# Rows start

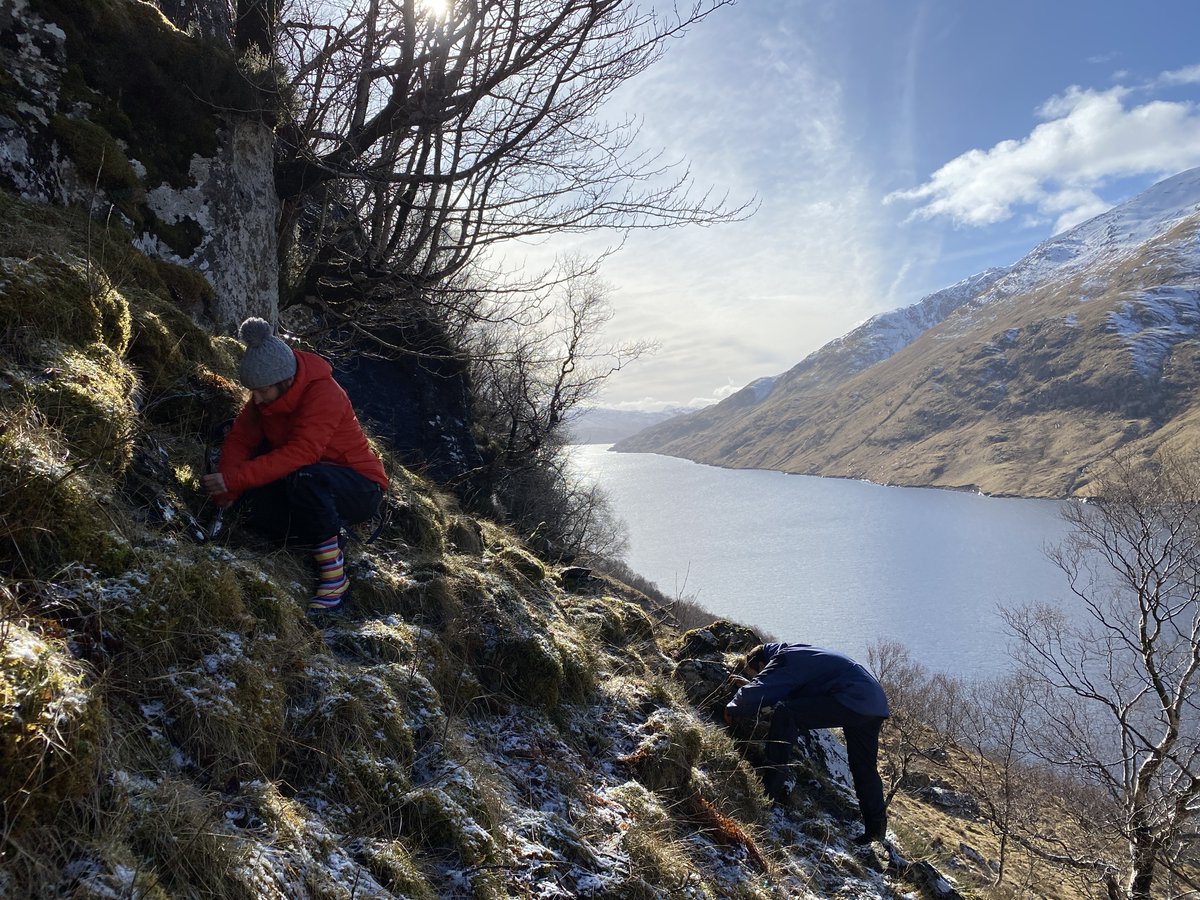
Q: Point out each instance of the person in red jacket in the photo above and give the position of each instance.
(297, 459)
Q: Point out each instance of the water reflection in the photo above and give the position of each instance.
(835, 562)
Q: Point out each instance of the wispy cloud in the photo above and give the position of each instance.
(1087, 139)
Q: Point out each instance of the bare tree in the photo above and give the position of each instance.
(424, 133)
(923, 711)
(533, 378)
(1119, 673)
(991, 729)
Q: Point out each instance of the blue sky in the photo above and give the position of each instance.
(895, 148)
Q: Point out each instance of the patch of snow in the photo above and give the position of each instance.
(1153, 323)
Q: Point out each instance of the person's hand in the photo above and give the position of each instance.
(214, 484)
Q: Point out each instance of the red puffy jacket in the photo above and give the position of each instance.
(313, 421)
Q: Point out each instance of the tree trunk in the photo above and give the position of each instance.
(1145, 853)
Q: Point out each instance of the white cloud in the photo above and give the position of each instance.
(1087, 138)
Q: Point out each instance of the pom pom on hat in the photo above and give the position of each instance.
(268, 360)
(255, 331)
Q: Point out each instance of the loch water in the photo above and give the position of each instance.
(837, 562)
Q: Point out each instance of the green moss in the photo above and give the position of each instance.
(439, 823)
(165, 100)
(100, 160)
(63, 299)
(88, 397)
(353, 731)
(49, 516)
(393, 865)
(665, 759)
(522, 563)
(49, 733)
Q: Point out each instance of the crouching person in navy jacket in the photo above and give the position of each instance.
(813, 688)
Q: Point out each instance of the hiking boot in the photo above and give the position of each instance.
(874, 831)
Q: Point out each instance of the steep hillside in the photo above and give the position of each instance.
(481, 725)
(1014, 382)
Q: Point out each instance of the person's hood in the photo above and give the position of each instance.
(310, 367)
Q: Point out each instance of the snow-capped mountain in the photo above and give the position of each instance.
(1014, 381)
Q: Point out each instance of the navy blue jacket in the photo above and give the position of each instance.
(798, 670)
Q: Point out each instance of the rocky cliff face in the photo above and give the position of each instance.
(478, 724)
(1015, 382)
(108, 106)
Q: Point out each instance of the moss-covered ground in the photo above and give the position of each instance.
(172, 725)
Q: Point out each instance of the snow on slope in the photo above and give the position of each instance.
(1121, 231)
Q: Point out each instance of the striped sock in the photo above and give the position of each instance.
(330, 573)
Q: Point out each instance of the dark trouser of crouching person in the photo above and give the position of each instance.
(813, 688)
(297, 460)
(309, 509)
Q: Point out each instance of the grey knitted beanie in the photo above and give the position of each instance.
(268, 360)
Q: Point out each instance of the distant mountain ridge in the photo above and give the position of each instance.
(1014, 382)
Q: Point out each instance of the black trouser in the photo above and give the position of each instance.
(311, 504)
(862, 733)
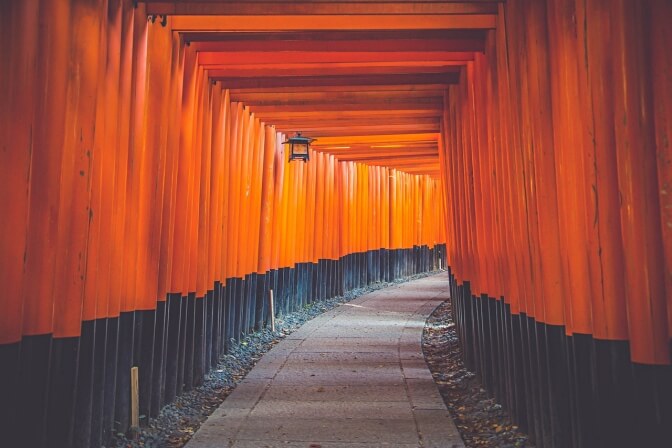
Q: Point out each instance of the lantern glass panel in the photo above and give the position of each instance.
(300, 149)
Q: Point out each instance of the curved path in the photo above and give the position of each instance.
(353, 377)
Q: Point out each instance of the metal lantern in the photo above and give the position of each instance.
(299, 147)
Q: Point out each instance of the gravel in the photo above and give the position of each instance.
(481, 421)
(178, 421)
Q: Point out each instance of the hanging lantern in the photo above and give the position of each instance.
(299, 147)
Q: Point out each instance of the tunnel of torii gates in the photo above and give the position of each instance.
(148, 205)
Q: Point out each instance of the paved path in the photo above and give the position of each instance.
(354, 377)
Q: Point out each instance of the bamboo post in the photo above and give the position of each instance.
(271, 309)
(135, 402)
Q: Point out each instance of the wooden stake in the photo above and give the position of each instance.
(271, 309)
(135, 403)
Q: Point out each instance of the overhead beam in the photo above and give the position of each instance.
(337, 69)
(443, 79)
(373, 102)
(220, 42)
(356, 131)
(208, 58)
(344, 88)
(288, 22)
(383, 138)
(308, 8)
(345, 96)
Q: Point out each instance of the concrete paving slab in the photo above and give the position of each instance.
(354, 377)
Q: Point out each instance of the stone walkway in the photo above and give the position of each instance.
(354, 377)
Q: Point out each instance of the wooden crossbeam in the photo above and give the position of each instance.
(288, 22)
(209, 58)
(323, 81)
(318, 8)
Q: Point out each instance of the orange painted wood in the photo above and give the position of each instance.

# Rows end
# Rows start

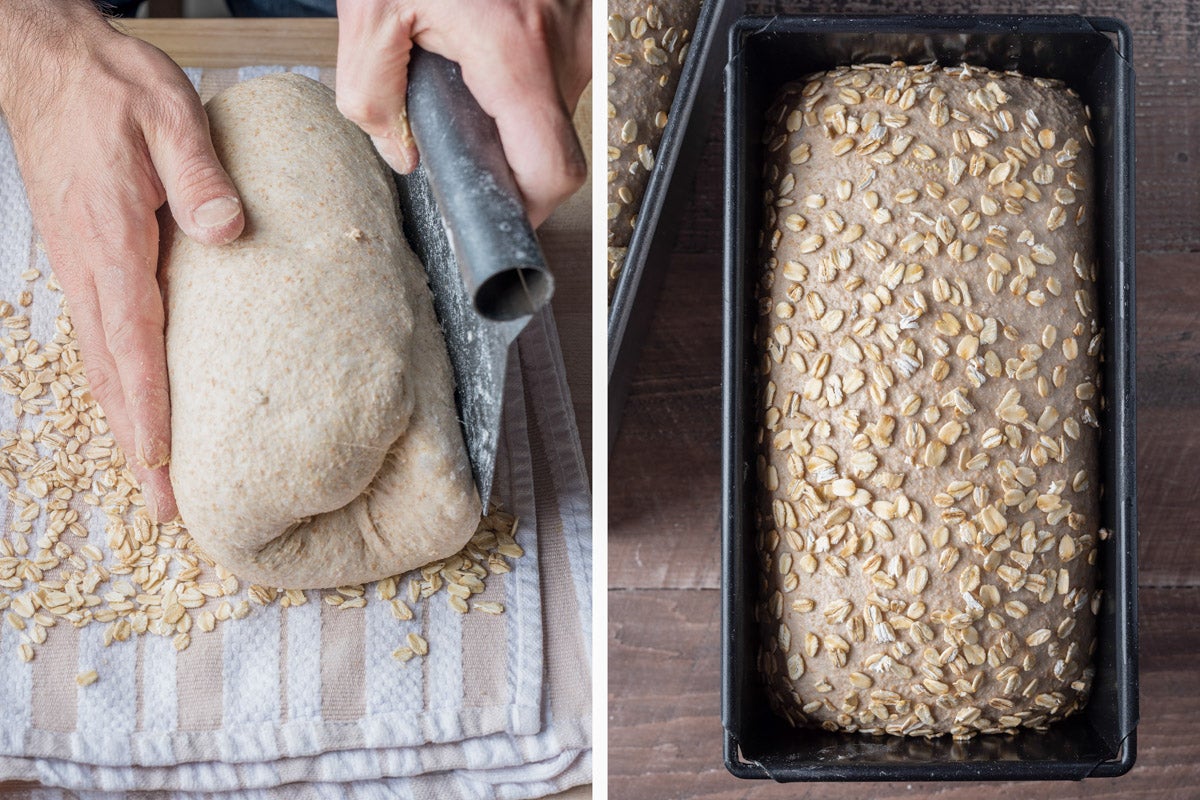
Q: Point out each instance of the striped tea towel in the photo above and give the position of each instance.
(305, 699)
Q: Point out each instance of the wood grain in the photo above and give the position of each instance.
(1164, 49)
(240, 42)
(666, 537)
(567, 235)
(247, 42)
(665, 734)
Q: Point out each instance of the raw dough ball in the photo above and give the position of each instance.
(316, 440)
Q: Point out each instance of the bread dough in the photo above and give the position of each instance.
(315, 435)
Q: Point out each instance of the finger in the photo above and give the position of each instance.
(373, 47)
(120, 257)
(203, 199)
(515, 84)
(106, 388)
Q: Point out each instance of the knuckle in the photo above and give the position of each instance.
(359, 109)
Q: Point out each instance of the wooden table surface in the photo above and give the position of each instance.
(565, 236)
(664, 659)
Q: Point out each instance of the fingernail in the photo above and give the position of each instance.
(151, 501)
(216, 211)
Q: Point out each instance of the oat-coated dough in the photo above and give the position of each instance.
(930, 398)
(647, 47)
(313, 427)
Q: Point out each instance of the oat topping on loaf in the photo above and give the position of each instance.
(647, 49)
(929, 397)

# Rows end
# Rows start

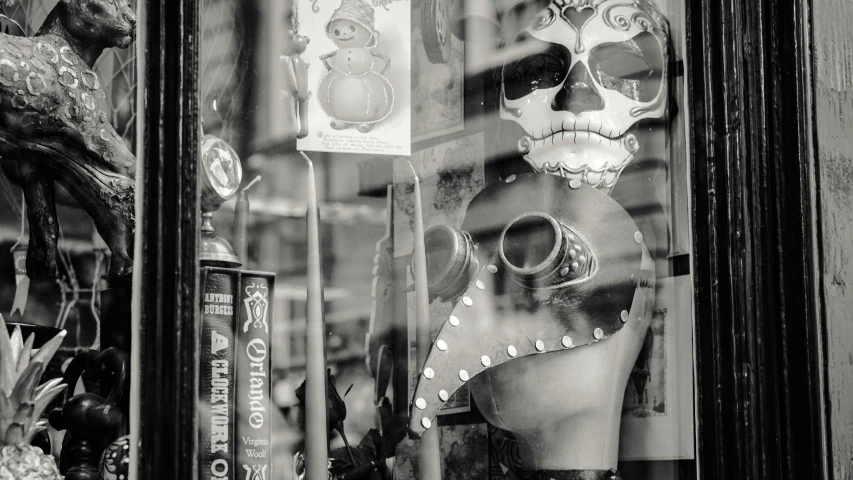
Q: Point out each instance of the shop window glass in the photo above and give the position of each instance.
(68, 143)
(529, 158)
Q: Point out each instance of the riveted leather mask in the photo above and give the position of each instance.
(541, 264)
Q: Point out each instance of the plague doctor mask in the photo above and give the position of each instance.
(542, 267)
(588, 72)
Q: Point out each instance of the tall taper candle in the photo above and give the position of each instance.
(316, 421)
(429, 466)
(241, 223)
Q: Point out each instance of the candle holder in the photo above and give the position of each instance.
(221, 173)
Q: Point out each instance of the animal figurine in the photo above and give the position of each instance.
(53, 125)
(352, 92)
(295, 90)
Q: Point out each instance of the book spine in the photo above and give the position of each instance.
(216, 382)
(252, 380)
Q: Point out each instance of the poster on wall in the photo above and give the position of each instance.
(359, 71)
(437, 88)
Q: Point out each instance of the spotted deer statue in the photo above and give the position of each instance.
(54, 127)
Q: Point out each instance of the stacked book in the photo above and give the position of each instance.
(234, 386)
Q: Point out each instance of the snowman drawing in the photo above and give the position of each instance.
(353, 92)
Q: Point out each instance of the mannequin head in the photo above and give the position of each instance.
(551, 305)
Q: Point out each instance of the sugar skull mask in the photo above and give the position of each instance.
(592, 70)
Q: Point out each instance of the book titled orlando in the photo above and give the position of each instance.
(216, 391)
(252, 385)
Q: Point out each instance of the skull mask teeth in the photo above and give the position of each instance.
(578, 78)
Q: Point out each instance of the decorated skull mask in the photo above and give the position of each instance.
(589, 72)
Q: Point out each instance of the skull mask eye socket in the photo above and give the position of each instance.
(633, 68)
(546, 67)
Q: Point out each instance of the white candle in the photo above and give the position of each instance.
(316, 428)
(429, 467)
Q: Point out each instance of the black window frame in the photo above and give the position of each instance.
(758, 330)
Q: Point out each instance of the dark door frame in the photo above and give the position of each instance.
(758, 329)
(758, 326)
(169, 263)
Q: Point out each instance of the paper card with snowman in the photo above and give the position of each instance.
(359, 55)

# Rows end

— Task prompt —
Copy out every line from the one containing "Q: Point out each instance of the person's hand" through the one containing "(1145, 853)", including both of those lines.

— Solved exercise —
Q: Point out each instance of the person's hand in the photo above and give the position of each instance.
(214, 484)
Q: Point out each instance of the red puffy jacket in the photo above and give the position of each instance.
(313, 421)
Q: Point out each instance of the tree trunk in the photo above and give the position of each instance.
(1145, 853)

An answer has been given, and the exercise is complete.